*What you will do*.
Please write out the material below exactly as given.

*Provided records*.
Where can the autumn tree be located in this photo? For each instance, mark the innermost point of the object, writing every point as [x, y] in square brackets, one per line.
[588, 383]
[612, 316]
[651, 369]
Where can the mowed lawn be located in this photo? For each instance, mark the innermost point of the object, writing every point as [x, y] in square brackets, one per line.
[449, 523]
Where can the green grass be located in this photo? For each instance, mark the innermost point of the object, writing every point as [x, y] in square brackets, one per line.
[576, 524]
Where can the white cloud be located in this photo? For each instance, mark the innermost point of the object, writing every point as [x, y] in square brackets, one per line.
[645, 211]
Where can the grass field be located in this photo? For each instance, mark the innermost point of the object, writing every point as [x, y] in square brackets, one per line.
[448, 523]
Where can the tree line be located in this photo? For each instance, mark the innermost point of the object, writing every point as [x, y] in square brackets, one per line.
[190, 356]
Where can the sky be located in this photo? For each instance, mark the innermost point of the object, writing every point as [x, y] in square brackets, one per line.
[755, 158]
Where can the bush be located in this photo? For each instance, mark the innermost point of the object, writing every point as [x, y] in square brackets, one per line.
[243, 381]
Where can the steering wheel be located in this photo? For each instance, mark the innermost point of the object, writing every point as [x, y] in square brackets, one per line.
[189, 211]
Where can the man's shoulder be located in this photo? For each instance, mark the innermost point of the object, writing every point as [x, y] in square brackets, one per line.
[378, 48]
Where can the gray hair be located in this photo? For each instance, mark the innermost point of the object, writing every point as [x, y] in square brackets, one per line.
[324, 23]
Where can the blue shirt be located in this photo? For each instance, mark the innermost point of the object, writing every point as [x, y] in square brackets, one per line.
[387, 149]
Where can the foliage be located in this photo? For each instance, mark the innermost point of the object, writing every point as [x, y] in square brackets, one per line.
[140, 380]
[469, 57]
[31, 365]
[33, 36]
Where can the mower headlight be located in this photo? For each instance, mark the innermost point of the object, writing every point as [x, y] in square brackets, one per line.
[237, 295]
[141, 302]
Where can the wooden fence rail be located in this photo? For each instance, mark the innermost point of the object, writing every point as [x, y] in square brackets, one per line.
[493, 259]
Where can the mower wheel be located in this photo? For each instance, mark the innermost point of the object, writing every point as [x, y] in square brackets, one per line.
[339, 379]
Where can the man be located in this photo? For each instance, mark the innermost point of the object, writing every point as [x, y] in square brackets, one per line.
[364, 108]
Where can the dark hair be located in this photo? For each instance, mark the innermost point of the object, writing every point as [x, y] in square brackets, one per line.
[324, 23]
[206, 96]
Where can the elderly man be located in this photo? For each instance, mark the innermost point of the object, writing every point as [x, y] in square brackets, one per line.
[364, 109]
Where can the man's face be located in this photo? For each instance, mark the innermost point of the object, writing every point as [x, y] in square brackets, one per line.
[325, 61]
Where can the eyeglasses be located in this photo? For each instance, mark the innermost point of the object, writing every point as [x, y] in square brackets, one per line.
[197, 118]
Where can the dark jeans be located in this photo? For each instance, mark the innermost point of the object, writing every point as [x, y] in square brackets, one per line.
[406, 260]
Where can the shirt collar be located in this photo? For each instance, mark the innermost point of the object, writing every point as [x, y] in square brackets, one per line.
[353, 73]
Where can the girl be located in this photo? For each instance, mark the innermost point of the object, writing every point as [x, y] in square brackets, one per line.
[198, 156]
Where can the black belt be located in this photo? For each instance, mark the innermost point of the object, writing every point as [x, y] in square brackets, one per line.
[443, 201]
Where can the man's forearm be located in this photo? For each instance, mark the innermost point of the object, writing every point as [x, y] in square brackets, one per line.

*Task output*.
Where can the autumn tree be located in this photo? For each instance, mark the innermost point of the object, writing every point as [x, y] in square brackets, one per line.
[588, 383]
[612, 316]
[651, 369]
Where can the mowed lawn be located in this photo? For each instance, mark the innermost point of the object, writing every point as [x, y] in square brackets, one per line.
[449, 523]
Where can the green grass be located in this photo? For each instance, mark the innermost point of the object, writing every point as [x, y] in square brackets, one per line.
[576, 524]
Where can the white cloud be located in this photo? For each instance, mark the innermost point of the object, writing every point as [x, y] in square brackets, one per line.
[645, 211]
Where can the grass field be located in this photo? For each instance, mark the innermost point of the object, writing every point as [x, y] in square brackets, one per line.
[448, 523]
Where can the tree line be located in this photo? For each instance, mark the innermost point of the object, writing every point as [x, y] in square brackets, one per line.
[190, 356]
Where can the sky be located in this photo? For each instance, mark the innermost point of the object, writing every point as [x, y] in square brackets, one per line.
[755, 158]
Where can the bush be located in this photo? For each instance, mark the innermost point of the object, writing every point as [x, y] in square brackets, one per line.
[243, 381]
Where can the steering wheel be located in this photo? For each instance, mark the innermost point of the object, writing every point as [x, y] in square brackets, one per line.
[189, 211]
Where can the man's shoulder be located in this photo? For each instance, mark the innermost point of the object, writing every point as [x, y] in square brackets, one per line.
[378, 48]
Where can the gray hair be located in this photo? For each instance, mark the innermost point of the object, writing every point as [x, y] in square brackets, one per line.
[324, 23]
Where can the blue shirt be located in this photo? For each instance, mark the innermost point of the object, writing every point as [x, y] in square brackets, one per line.
[387, 149]
Where can the foliage be located in this photo? For each instance, mark the innermost point of the object, writing every point as [x, y] in square brackets, one per line.
[140, 380]
[469, 57]
[31, 365]
[33, 36]
Where can the mower headlight be located in this photo? For each instance, mark the innermost point of the object, writing every point as [x, y] in square brackets, one per line.
[237, 295]
[141, 302]
Where can the wooden fence rail be located in this photo? For each instance, mark the innermost point of the object, writing every point as [x, y] in square brackets, one per line.
[493, 259]
Where can the mower wheel be located in this photo? For each instance, mark the innermost point of the object, writing every point as [x, y] in square brackets, one per line.
[339, 379]
Where can the man be located in this photo? For each instance, mark the innermost point of the object, writing every point as [x, y] in square brackets, one per line.
[364, 108]
Where can the dark hair be located in this photo? For each instance, mark the innermost point of the object, writing every point as [x, y] in square brackets, one per line.
[324, 23]
[206, 96]
Where can the elderly man be located in this photo? For each instance, mark the innermost point of the object, writing every point as [x, y] in square brackets, one per line.
[364, 109]
Where can the man's face be located in this photo? For each instance, mark the innermost point of the object, writing every point as [x, y] in square brackets, one per line.
[325, 61]
Where can the eyeglasses be located in this photo? For each instance, mark the innermost point of the object, writing every point as [x, y] in square brackets, one per line.
[197, 118]
Where can the dark jeans be located in this photo? For each instance, mark the innermost point of the object, writing every point as [x, y] in square brackets, one per line.
[406, 260]
Where can the shirt collar be located in this photo? For each instance, mark the innermost point of the object, writing every point as [x, y] in square brackets, one per line.
[353, 73]
Where can the girl be located in this photo? For each instance, mark the innermost point of the object, writing every point as [x, y] in square brackets, one per line.
[198, 156]
Where can the black belt be located in this photo? For each instance, mark the innermost point of the object, writing every point as [x, y] in square brackets, one per line.
[443, 201]
Where can the man's forearm be located in this photo? For each instance, mark the innermost point of the object, writing every point as [x, y] in square brackets, one per line.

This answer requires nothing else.